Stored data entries
☆ ☆ ☆ ☆

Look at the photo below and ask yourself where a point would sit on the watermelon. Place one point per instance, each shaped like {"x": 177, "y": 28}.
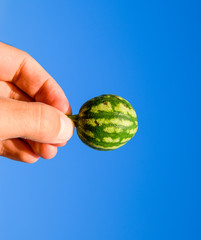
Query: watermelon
{"x": 106, "y": 122}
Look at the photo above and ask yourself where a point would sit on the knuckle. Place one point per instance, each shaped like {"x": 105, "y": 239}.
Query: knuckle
{"x": 47, "y": 120}
{"x": 2, "y": 149}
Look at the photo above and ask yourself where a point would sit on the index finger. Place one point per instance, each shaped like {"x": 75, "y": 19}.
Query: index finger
{"x": 21, "y": 69}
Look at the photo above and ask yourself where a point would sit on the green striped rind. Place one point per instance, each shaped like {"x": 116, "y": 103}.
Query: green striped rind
{"x": 106, "y": 122}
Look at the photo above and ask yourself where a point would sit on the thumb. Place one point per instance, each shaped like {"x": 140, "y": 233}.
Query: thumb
{"x": 33, "y": 120}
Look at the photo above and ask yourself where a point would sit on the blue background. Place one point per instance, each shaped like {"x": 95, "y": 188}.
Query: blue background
{"x": 147, "y": 52}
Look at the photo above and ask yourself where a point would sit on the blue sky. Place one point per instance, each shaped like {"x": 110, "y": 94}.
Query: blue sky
{"x": 147, "y": 52}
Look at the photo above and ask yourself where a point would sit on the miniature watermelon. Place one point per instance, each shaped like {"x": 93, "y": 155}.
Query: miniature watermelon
{"x": 106, "y": 122}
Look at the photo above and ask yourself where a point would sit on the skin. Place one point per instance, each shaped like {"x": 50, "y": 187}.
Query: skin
{"x": 31, "y": 106}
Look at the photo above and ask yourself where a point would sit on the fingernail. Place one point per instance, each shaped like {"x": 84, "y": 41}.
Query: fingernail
{"x": 66, "y": 128}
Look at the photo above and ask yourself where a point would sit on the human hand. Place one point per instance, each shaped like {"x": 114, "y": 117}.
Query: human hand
{"x": 32, "y": 109}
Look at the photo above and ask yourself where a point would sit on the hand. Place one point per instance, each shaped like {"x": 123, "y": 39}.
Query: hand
{"x": 32, "y": 109}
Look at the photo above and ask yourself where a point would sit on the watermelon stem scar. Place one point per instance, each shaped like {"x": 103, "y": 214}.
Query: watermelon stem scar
{"x": 106, "y": 122}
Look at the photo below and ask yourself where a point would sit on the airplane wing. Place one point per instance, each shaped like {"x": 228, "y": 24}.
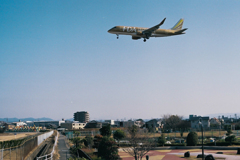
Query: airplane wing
{"x": 152, "y": 29}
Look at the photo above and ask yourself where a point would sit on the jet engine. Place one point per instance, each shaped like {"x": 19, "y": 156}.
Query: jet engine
{"x": 139, "y": 33}
{"x": 135, "y": 37}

☆ ☆ ☆ ☆

## Challenge
Copy out every one of the records above word for word, leaving out the pictures.

## Solution below
Look at the photo below and ask yourself where a point would sit on the watermelon. Place one point per instance, each shaped like {"x": 177, "y": 28}.
Query: watermelon
{"x": 106, "y": 122}
Look at the photo above and ask yourself where a point would sit on the knuckle. Place one point per instance, each shaped like {"x": 105, "y": 239}.
Query: knuckle
{"x": 47, "y": 120}
{"x": 2, "y": 149}
Look at the photo above and ask yourself where a point would sit on the index finger. Place one point per instance, each shaped like {"x": 75, "y": 19}.
Query: index finger
{"x": 21, "y": 69}
Look at the photo above and ask yourself where a point would sit on the green striped rind. Place one point per instance, each shaped like {"x": 116, "y": 103}.
Query: green striped rind
{"x": 106, "y": 122}
Look at the photo above and ask yourself where a point would sit on the thumb. Place one point per instance, each shaped like {"x": 140, "y": 233}.
Query: thumb
{"x": 33, "y": 120}
Look at the photo above and ask yourself where a point would sit on the blue background. Place one point per instance, each shaped like {"x": 95, "y": 188}.
Query: blue background
{"x": 147, "y": 52}
Look at the photo above and ask yourself where a point would sit on the blue sky. Place one point per instance, each shaped like {"x": 110, "y": 94}.
Query: blue sky
{"x": 147, "y": 52}
Look at the photo above and ask yourself where a point would sit on the miniature watermelon. Place one point per instance, each shaped like {"x": 93, "y": 155}.
Query: miniature watermelon
{"x": 106, "y": 122}
Look at the photo above and ask yourself where a point would sit on the skin. Place one point per instance, each shaped like {"x": 50, "y": 187}.
Query: skin
{"x": 31, "y": 106}
Look at the photo above and ask yourself where a point would sit on the fingernail. Place one point per instance, each shaped like {"x": 84, "y": 41}.
Query: fingernail
{"x": 66, "y": 128}
Look at the photo above and ask yourself where a point would sit on the human hand. Place one point per instance, each shaped like {"x": 114, "y": 117}.
Query: human hand
{"x": 32, "y": 109}
Look at the photo above and ask yourself where a point would sit on the hand. Place one point per instance, each shaped like {"x": 123, "y": 39}.
Query: hand
{"x": 32, "y": 109}
Look at the photo above and ask yourself where a point would sit on the watermelon stem scar. Place one point per instance, each shaped like {"x": 103, "y": 214}.
Query: watermelon stem scar
{"x": 106, "y": 122}
Look at the photo below and ask yourself where a point would sit on the airplane wing. Place one point per instance, each shaped like {"x": 228, "y": 24}.
Query: airplane wing
{"x": 152, "y": 29}
Look at the photo above and ask yourself where a point would sit on the jet engine. Place one point per instance, each shaped like {"x": 19, "y": 156}.
Query: jet engine
{"x": 139, "y": 33}
{"x": 135, "y": 37}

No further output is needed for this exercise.